begin

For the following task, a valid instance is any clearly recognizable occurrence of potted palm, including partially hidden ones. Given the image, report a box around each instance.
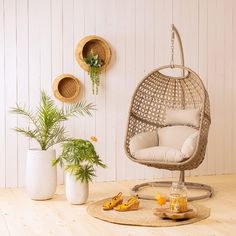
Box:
[53,139,106,204]
[11,91,94,200]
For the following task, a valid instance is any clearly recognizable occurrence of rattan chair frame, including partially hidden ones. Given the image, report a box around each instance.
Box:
[124,25,214,201]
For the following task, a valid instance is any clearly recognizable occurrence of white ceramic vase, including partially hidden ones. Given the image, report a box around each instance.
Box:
[66,173,89,204]
[26,149,57,200]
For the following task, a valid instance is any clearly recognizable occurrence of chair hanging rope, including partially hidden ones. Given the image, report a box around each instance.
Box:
[125,24,213,200]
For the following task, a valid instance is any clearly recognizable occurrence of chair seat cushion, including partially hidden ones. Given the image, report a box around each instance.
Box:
[158,125,197,149]
[130,126,199,162]
[133,146,185,162]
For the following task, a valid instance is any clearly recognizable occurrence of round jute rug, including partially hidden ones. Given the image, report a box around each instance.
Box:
[87,197,210,227]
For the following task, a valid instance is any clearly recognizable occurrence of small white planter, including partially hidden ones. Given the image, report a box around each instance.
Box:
[26,149,57,200]
[66,173,89,204]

end

=== What is asked ===
Copy the rows word for word, starting at the first line and stopping after the line that contains "[11,91,94,200]". Leave the picture out of your copy.

=== Response for this exercise ===
For the following task, a valid instance is any clearly recognizable occurrence of potted palm, including partially hidden ones. Given the image, report a box around each instance.
Box:
[53,139,106,204]
[11,91,94,200]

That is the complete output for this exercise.